■ **What to work on**
Nothing outside the range is wanted. Repeat exactly the lines below from the one with "Target: dry grass" through the one with "Could you spot the grassy".

■ **Records for the exercise**
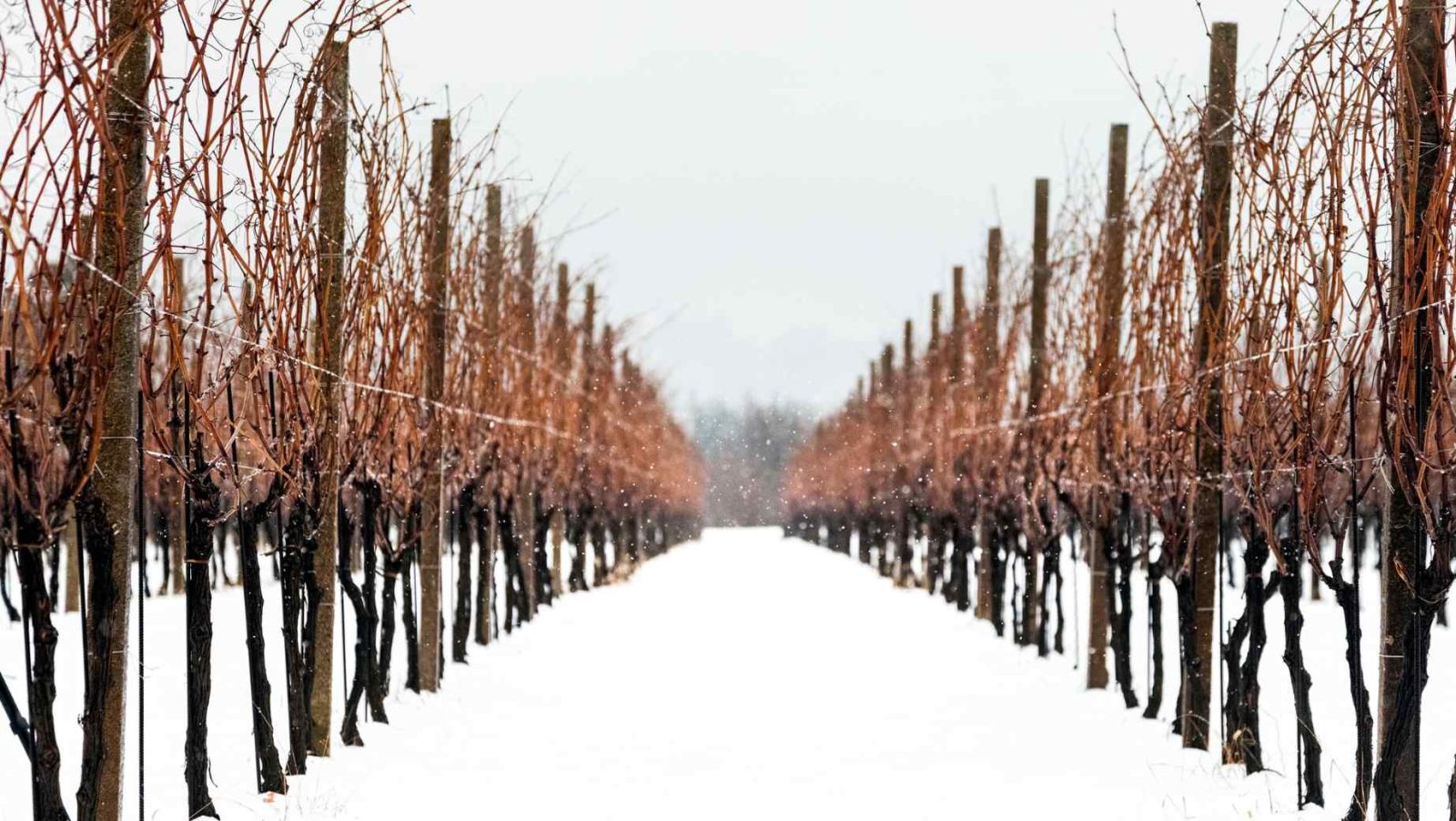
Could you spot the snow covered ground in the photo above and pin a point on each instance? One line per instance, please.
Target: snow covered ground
(743, 677)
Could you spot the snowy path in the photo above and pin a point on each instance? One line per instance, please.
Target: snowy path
(740, 677)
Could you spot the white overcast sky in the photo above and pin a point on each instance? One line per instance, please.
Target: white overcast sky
(774, 185)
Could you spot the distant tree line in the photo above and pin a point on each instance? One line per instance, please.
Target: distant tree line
(746, 450)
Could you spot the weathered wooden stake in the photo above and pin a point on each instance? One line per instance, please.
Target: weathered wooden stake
(1213, 261)
(1420, 148)
(987, 356)
(437, 269)
(108, 505)
(334, 150)
(1036, 386)
(1108, 357)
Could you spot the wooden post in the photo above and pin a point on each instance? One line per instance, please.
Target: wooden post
(172, 481)
(334, 152)
(437, 271)
(986, 360)
(1213, 261)
(936, 379)
(561, 349)
(108, 507)
(85, 245)
(905, 556)
(494, 264)
(1410, 378)
(1108, 357)
(526, 305)
(1036, 388)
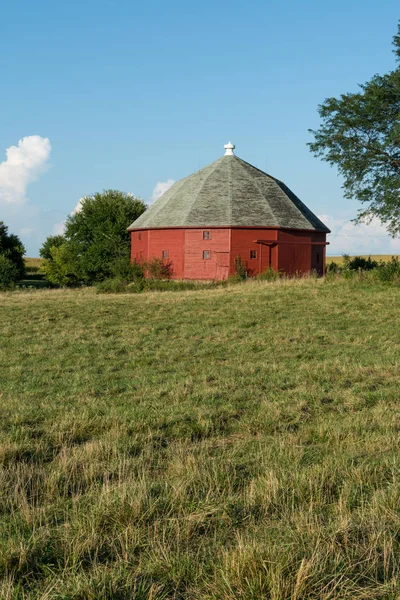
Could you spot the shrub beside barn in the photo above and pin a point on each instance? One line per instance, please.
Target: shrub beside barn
(228, 209)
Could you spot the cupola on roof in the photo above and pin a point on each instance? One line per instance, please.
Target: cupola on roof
(229, 193)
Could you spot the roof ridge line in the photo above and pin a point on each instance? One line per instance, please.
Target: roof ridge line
(255, 183)
(202, 186)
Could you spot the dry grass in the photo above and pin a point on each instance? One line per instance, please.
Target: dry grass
(377, 257)
(233, 443)
(34, 263)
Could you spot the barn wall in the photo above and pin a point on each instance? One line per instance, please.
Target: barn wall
(297, 254)
(244, 240)
(154, 241)
(215, 267)
(294, 251)
(139, 247)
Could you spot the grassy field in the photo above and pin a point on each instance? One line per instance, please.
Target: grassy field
(377, 257)
(238, 443)
(34, 278)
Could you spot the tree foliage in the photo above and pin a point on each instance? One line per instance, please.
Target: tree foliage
(53, 241)
(12, 249)
(95, 238)
(8, 273)
(360, 134)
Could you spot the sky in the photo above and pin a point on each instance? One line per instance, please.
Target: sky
(107, 94)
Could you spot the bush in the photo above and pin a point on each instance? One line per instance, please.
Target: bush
(112, 285)
(157, 268)
(269, 275)
(13, 249)
(123, 268)
(60, 269)
(389, 271)
(9, 273)
(96, 237)
(358, 263)
(333, 268)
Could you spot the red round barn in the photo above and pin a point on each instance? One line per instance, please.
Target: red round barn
(229, 209)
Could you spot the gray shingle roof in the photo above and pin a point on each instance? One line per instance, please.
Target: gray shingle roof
(229, 192)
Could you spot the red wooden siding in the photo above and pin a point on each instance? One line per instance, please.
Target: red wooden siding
(290, 251)
(218, 245)
(260, 240)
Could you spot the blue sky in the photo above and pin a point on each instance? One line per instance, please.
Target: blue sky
(128, 95)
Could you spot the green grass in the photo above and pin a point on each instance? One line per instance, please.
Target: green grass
(238, 443)
(377, 257)
(34, 278)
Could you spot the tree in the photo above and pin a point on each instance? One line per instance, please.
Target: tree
(12, 249)
(8, 273)
(53, 241)
(95, 238)
(360, 134)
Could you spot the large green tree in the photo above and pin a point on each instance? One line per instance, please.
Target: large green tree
(360, 135)
(12, 252)
(95, 239)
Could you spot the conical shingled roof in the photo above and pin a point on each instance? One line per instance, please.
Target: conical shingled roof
(229, 192)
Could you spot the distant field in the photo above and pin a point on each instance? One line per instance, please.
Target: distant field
(34, 277)
(378, 257)
(225, 444)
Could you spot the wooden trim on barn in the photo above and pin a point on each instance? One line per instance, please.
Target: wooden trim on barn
(274, 242)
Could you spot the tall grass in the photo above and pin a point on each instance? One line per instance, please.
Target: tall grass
(226, 443)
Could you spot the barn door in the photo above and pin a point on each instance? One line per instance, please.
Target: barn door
(222, 265)
(317, 259)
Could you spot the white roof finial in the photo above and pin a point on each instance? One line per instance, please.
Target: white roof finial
(229, 148)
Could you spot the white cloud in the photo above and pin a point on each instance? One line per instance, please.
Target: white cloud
(160, 188)
(364, 238)
(24, 163)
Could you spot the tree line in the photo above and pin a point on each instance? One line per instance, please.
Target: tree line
(359, 134)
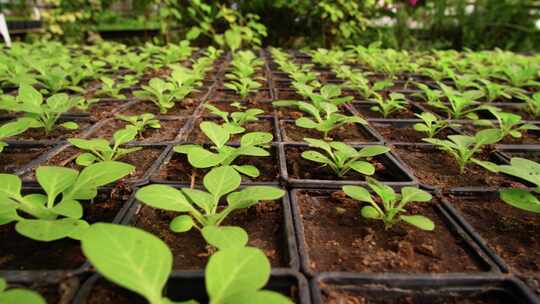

■ **Response for this exercise**
Target: dry grass
(377, 257)
(233, 443)
(34, 263)
Could you spot the barn wall in the photo above and pin a point on each instance? One line per instance, please.
Target: barn wall
(297, 254)
(244, 240)
(154, 241)
(215, 267)
(294, 251)
(139, 247)
Could you spot the grassy field in the photo above and pin a point on each instance? One line per instance, please.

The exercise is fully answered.